## Problem statement
Show every line of the records below that contains the word "mask", treating uppercase and lowercase as different.
--- Provided records ---
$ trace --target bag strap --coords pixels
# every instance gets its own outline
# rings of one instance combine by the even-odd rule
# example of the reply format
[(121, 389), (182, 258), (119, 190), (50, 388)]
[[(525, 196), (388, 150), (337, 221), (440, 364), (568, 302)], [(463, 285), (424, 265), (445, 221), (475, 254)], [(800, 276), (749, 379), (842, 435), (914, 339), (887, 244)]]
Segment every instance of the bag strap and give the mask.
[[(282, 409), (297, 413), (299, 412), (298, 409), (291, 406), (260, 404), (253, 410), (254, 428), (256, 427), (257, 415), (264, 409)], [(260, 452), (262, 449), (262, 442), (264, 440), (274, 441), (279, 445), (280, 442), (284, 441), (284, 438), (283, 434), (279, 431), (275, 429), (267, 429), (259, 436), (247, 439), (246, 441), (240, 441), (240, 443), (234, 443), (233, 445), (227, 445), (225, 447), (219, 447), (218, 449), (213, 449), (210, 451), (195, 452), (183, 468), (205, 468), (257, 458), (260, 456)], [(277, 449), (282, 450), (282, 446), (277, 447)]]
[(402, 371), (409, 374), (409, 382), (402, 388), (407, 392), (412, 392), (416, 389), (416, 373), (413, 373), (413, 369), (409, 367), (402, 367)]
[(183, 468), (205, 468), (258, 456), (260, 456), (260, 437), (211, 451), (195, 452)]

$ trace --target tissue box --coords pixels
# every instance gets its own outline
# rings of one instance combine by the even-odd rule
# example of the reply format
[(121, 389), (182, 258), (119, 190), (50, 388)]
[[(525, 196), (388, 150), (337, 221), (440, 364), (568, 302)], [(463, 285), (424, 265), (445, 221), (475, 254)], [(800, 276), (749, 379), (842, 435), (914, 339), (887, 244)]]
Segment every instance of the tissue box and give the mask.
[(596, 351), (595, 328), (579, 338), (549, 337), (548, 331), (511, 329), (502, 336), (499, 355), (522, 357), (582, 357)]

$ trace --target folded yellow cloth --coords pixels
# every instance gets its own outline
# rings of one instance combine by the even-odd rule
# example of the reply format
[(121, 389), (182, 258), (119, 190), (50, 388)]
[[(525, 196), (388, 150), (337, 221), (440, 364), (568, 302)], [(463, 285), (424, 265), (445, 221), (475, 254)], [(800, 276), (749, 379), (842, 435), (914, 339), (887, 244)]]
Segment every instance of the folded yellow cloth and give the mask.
---
## Solution to this exercise
Segment every instance of the bag strap and give the mask.
Segment every instance of the tissue box and give the mask.
Segment every instance of the folded yellow cloth and give the mask.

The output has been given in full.